**Text provided:**
▬▬▬
Re: A character is in the eye of the beholder
Martin J Duerst writes:
> Keld Simonsen wrote:
> >Martin Bryan writes:
> >> This doesn't work either as some languages require accented characters to be
> >> placed at the end of the list. CEN TC304 are working on a set of sorting
> >> rules for ISO 10646, which i18n should adopt as soon as ready for European
> >> languages, but the sorting problems of CJK will need to be met by other
> >> means as the same glyph can mean different things in different
> >> contexts/languages.
> >Which languages require accented characters placed at the end of the list?
> I guess Martin ment languages like Danish and Swedish, which put some
> accented characters (which they might not call accented character)
> at the end of their alphabet.
OK, I know of these requirements (being Danish myself!).
These are not considered accented characters in Danish, Swedish,
Norwegian, Finnish etc, but they are consideredd genuine letters.
For Danish it is ÆØÅ, placed after Z in the ordering.
In the case of ordering it is recoqnized that ordering is
a cultural convention that may differ from language/culture to
language/culture. So the ISO ordering standard (CD 14651) is
designed to be easily tailorable to accomodate languages like
Swedish and Danish.
Well, does the ordering have influence on WWW ?
I think it may do so, for example when a server sends over a
sorted list of files in a directory. It may also influence indexes
which could be of some importance in the chaotic world of the web.
▬▬▬
**Collected data:**
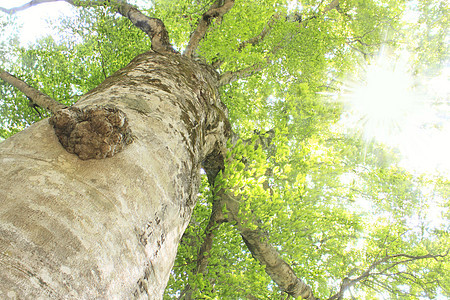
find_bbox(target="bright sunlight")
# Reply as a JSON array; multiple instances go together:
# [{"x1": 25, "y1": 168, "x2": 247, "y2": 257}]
▬▬▬
**To-do list:**
1. Answer these three questions from the thread on character ordering:
(a) Which letters does Danish place after Z?
(b) What designation does the thread give the ISO ordering standard?
(c) Which group is working on sorting rules for ISO 10646?
2. According to the thread on character ordering, why is the ISO ordering standard built to be easily tailorable?
The material placed after the thread is separate from it.

**Exercise responses:**
1.
(a) Æ, Ø and Å.
(b) CD 14651.
(c) CEN TC304.

2. Ordering is a cultural convention that can differ from one language or culture to another. The standard is therefore made easy to tailor so it can accommodate languages like Swedish and Danish.